■ **STATED PROBLEM 1**
Answer these questions from the post about thinning sycamores.
(a) What kind of tree were the volunteers felling?
(b) Which two weather conditions made the day perfect for felling?
(c) What small, self-sown trees did the group come across?

Thinning

Not a reference to the effects of advancing age but to today’s volunteer task on the reserve, which was felling some sycamore trees to open up some space. In places we have dense stands of very tall, thin sycamores which tend to over-top and then shade out other species. To reduce the negative effects of this we are thinning out a lot of the smaller trees, especially where they are growing amongst other species such as oak. It was the perfect day for felling, at least until the rain started, being cool, so I did not overheat in the protective chainsaw gear and calm, so the trees would hopefully fall where I intended them to.

volunteers clearing felled sycamore

Volunteers clearing away the upper branches of a felled sycamore

By the end of the day we had cleared quite a few trees, but the more we took down the more there seemed to be! At the same time there was a more open feel to the area so we must have done something. We did come across quiet a few small, self-sown hazel and even one covered in honeysuckle and these should benefit from some more sunlight.

■ **SUPPLIED RECORDS**
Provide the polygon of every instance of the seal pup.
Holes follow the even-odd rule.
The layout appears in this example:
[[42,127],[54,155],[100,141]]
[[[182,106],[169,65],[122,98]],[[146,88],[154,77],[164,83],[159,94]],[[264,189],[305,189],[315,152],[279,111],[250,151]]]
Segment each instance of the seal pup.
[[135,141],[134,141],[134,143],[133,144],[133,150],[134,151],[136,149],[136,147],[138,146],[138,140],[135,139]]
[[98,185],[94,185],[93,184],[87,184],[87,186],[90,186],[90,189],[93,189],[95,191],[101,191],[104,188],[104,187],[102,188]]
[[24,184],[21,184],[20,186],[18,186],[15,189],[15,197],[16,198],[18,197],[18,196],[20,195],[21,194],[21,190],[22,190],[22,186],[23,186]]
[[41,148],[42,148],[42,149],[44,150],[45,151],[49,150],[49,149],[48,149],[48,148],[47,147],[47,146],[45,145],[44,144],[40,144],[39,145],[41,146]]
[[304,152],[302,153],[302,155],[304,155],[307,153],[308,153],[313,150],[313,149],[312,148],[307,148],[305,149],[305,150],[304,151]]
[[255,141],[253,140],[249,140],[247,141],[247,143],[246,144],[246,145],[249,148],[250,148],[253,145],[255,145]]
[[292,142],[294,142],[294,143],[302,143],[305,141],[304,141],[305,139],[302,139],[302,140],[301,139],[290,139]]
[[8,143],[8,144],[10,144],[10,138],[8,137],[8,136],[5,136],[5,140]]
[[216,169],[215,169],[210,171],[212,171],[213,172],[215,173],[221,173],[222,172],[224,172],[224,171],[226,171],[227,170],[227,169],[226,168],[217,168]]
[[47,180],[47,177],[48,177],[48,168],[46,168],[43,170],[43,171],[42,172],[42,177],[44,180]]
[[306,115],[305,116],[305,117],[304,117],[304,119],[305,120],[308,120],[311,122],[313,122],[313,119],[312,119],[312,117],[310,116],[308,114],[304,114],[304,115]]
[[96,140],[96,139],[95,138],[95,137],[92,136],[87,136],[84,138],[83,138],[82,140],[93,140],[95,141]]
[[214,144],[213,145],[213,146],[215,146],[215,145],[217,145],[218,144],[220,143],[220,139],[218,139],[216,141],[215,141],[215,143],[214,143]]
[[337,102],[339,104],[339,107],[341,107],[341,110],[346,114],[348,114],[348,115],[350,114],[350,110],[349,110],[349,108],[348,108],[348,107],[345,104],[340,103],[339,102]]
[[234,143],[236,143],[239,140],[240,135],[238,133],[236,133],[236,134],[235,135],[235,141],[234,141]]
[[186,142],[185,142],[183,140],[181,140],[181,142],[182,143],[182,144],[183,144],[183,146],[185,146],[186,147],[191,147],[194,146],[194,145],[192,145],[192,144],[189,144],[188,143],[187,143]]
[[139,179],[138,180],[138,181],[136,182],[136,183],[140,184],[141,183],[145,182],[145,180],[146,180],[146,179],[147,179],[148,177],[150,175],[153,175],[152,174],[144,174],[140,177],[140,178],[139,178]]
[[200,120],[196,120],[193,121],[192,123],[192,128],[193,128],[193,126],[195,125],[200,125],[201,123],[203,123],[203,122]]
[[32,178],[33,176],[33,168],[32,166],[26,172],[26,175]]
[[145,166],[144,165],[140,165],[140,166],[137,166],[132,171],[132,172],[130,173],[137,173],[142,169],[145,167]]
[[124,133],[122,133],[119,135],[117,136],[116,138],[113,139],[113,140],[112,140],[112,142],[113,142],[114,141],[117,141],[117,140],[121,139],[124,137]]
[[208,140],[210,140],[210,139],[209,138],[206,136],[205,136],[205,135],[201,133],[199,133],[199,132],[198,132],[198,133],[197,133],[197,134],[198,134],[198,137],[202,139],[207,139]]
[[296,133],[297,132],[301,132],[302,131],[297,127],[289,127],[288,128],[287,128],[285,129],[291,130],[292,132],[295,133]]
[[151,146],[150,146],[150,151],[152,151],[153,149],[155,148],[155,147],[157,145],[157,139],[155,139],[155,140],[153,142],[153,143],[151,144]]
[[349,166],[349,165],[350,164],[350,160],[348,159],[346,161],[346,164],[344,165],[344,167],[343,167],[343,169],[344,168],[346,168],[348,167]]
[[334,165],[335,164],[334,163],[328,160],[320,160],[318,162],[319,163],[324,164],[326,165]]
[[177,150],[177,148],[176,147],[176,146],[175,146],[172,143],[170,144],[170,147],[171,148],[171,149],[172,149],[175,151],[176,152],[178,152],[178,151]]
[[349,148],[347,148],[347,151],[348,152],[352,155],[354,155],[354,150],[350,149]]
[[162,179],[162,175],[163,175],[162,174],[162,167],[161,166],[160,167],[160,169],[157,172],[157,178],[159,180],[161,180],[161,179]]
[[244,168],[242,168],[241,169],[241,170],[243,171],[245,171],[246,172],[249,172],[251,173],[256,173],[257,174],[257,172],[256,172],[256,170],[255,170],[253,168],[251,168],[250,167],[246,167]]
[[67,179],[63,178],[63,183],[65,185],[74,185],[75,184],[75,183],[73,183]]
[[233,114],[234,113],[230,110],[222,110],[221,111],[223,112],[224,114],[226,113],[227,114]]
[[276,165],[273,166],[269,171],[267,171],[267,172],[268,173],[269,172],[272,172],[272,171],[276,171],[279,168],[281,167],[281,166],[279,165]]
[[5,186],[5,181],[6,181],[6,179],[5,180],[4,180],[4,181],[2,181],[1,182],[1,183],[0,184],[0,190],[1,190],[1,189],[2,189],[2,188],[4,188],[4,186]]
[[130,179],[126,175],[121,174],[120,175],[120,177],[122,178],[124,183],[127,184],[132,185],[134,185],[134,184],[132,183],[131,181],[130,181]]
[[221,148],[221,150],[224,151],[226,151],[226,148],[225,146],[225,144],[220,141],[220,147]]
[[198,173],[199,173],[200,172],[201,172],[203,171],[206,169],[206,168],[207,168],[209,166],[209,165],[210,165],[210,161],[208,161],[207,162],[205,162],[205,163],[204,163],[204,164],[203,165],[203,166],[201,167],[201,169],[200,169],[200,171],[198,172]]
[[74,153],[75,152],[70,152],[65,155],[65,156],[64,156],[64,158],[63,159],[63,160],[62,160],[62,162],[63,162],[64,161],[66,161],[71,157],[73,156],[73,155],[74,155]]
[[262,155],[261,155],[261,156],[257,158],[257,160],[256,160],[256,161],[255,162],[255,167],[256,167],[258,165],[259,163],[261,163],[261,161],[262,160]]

■ **STATED PROBLEM 2**
Gather every line of the rows that contains the word "seal". Case counts.

■ **RESPONSE 1**
(a) Sycamore.
(b) It was cool and calm.
(c) Hazel.

■ **RESPONSE 2**
Provide the polygon of every instance of the seal pup.
Segment each instance of the seal pup.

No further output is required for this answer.